§ **PROBLEM DESCRIPTION**:
Emit a verbatim copy of the lines running from the line with "of the shoreline?" through the end of the material below.

§ **INPUT**:

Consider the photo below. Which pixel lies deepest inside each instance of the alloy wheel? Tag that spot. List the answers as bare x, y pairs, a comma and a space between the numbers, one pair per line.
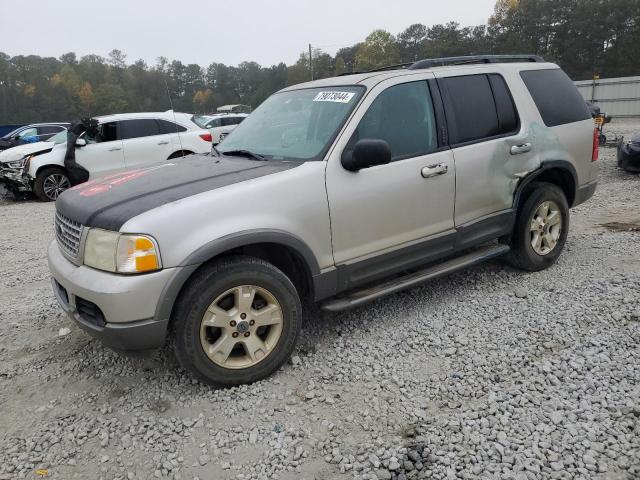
546, 227
241, 327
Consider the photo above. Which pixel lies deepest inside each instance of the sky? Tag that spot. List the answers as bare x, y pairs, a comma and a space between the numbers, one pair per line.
227, 31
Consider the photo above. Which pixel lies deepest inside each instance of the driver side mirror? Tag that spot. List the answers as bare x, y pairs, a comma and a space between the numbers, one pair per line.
366, 153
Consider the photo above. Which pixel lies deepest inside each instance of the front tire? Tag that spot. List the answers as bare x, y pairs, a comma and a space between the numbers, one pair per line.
541, 228
236, 322
50, 183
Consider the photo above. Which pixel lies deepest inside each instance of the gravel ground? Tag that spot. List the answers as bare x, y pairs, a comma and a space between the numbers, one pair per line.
491, 373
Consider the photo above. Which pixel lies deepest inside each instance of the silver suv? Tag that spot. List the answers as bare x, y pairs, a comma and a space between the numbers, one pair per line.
338, 191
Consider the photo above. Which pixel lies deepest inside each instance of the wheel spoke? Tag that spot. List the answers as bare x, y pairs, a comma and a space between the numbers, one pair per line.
217, 317
536, 242
550, 241
255, 347
244, 297
543, 211
269, 315
535, 225
221, 349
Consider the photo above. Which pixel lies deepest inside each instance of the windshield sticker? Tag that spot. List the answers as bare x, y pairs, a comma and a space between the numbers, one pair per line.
337, 97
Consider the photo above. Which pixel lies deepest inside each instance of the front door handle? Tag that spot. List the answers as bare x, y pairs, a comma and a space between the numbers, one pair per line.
522, 148
434, 170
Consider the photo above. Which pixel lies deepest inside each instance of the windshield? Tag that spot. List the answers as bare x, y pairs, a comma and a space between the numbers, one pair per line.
295, 125
60, 137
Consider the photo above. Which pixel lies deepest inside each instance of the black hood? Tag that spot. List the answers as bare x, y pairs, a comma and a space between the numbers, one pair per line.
111, 201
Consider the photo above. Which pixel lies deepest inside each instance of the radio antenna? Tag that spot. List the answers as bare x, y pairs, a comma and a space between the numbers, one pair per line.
175, 122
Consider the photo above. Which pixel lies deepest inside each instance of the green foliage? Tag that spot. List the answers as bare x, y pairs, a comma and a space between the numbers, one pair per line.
585, 37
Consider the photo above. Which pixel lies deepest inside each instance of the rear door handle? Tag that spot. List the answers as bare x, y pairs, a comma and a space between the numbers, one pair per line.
434, 170
522, 148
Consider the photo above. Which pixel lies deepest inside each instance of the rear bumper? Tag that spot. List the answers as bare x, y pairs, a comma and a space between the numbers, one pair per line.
118, 310
585, 192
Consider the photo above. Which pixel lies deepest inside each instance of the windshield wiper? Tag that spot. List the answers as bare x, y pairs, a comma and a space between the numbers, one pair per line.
245, 153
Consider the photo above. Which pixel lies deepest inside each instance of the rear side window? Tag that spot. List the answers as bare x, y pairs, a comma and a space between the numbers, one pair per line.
146, 127
169, 127
556, 97
403, 116
479, 107
227, 121
507, 115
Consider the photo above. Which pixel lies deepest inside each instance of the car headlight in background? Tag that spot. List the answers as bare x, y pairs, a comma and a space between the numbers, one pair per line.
21, 163
121, 252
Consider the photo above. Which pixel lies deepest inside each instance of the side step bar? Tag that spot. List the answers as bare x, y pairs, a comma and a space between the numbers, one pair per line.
360, 297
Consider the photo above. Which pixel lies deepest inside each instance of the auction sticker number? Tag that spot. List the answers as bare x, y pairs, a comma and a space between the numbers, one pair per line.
337, 97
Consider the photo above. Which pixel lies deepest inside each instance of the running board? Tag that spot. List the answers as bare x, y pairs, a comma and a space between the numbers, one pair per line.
360, 297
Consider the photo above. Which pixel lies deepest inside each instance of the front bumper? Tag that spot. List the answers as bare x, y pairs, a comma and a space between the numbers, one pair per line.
118, 310
15, 179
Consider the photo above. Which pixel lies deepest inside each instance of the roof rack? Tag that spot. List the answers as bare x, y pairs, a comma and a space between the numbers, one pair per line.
435, 62
468, 59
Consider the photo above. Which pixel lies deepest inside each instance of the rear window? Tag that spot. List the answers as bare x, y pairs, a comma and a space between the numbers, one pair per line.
479, 107
556, 97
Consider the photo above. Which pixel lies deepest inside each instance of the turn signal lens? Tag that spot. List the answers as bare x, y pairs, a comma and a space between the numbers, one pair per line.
137, 254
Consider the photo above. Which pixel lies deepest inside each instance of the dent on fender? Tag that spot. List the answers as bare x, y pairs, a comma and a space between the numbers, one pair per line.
546, 146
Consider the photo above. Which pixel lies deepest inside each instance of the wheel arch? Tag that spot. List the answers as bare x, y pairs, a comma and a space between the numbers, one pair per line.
286, 251
558, 172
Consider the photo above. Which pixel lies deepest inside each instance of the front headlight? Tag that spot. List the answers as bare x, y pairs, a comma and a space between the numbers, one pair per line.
121, 252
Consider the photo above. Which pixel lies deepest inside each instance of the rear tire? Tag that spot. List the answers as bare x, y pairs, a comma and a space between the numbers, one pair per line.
50, 183
541, 229
236, 322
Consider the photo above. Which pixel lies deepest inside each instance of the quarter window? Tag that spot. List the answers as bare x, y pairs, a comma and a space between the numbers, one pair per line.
169, 127
556, 97
402, 116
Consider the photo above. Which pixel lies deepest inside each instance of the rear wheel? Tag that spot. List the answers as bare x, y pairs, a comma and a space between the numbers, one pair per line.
236, 322
541, 228
50, 183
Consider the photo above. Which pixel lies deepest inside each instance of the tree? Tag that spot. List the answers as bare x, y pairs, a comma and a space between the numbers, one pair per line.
410, 42
87, 99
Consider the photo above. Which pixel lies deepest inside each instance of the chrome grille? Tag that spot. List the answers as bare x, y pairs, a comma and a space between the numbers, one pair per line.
68, 234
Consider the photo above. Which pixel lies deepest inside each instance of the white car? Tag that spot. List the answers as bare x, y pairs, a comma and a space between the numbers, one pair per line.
123, 141
220, 125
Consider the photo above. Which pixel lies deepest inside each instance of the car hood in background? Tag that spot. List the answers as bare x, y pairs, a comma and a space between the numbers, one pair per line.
21, 151
111, 201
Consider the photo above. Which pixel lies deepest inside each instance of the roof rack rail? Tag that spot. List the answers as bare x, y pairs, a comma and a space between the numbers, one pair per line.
397, 66
438, 62
435, 62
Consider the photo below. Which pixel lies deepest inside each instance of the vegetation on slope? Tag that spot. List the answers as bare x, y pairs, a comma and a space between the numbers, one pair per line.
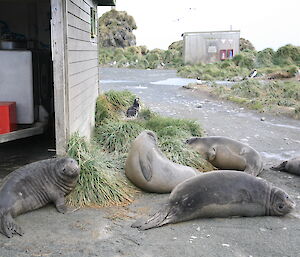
102, 181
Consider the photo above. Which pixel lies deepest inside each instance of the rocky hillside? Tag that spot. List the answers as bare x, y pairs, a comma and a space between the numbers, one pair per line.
116, 29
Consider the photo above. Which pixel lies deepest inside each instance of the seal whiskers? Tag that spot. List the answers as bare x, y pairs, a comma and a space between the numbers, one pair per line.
220, 194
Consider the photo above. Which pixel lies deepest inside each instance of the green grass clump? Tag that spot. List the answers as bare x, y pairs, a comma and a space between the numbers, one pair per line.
117, 135
158, 123
111, 104
120, 100
100, 182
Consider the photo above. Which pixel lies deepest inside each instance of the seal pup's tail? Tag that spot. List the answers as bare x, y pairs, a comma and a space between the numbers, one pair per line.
280, 167
160, 218
8, 227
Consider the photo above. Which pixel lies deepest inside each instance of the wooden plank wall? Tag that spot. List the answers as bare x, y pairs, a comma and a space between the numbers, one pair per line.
82, 67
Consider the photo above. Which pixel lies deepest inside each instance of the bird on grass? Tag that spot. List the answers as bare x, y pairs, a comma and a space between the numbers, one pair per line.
253, 74
134, 109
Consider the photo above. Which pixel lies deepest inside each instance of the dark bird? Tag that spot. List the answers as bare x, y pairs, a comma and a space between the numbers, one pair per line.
133, 110
253, 74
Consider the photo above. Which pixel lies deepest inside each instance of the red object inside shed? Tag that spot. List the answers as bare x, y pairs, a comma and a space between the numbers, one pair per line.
8, 118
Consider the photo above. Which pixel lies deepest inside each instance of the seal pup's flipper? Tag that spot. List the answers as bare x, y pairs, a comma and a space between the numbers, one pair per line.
8, 227
280, 167
160, 218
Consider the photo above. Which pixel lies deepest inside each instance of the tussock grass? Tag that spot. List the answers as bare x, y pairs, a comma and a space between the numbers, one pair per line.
100, 182
117, 135
111, 104
162, 125
275, 96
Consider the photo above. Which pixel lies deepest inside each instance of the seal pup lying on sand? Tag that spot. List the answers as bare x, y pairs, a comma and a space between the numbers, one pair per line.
291, 166
33, 186
220, 194
149, 169
228, 154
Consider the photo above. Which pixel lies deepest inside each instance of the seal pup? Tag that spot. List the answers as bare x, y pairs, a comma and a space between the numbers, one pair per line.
33, 186
133, 110
291, 166
228, 154
220, 194
149, 169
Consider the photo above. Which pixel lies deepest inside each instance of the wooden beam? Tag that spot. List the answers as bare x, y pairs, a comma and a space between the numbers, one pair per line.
58, 40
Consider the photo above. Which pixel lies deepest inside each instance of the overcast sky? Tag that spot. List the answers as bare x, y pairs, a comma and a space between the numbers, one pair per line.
266, 23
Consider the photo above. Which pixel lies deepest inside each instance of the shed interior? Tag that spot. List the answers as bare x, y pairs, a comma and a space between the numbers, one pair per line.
26, 79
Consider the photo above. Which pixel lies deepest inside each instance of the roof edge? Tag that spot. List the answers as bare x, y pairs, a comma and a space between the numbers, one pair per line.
106, 2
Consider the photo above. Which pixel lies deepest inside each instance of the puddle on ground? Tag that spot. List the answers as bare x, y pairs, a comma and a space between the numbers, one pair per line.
103, 233
282, 125
174, 82
108, 81
281, 156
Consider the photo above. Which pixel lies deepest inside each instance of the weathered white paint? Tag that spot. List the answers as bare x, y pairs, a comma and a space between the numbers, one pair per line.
58, 40
82, 67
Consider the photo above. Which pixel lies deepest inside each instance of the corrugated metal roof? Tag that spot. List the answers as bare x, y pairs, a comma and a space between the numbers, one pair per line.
106, 2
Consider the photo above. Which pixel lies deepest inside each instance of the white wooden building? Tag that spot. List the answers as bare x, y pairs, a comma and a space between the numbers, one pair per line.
60, 38
210, 46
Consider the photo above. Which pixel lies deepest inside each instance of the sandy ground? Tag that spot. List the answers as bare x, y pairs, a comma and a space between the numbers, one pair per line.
107, 232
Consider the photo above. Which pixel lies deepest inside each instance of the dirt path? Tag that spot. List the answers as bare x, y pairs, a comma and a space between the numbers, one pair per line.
107, 232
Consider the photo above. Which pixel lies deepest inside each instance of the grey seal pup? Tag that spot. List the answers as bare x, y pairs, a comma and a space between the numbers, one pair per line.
220, 194
149, 169
33, 186
228, 154
291, 166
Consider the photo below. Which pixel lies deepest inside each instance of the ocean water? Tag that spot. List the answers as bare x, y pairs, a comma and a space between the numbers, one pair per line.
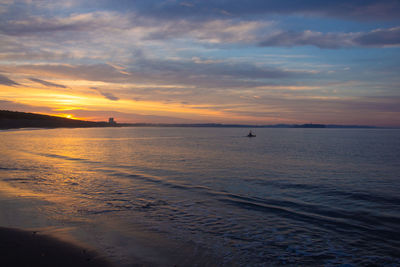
210, 196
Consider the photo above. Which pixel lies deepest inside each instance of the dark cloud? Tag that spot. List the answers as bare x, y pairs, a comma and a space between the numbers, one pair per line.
199, 10
15, 106
6, 81
377, 38
50, 84
380, 37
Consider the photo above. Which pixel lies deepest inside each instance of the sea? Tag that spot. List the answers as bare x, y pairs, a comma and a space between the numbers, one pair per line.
165, 196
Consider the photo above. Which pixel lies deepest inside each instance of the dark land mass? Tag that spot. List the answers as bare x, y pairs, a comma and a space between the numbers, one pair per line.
15, 119
25, 248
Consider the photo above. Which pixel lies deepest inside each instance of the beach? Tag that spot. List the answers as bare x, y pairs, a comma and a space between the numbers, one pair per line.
32, 248
205, 197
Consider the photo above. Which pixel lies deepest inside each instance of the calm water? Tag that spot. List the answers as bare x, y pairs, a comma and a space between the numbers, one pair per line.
288, 196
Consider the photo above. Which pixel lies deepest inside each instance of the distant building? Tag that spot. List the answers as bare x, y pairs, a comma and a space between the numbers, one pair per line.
111, 121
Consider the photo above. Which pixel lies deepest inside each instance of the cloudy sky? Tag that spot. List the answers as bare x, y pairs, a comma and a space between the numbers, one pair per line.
222, 61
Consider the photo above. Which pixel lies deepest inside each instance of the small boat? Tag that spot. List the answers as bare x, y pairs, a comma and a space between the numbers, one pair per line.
251, 134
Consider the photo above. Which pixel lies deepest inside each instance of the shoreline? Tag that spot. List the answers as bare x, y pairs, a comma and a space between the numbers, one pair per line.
31, 248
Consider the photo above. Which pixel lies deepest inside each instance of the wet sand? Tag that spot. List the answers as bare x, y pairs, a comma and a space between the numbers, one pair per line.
31, 248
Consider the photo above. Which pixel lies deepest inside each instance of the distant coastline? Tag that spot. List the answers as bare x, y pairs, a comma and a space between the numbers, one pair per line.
16, 120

§ **THE ANSWER**:
Consider the photo above. Which pixel lies deepest inside each instance of the shoreline? Tag that spot. List the answers as bare x, y pairs, a comma and a space between the numbers, one pair per line.
31, 248
Consider the photo above. Which pixel lies deepest inside each instance of the wet sand? Tag that spot. List the answers as bare x, y pairs, a comma and a space between the numbers, one pair per line.
31, 248
Consider the photo above. Which pixel lies deepest inside each instance of the distant coastline? Tag that spot. List the answers as bare x, y pairs, a comma and a space between the numbers, one pair per line.
16, 120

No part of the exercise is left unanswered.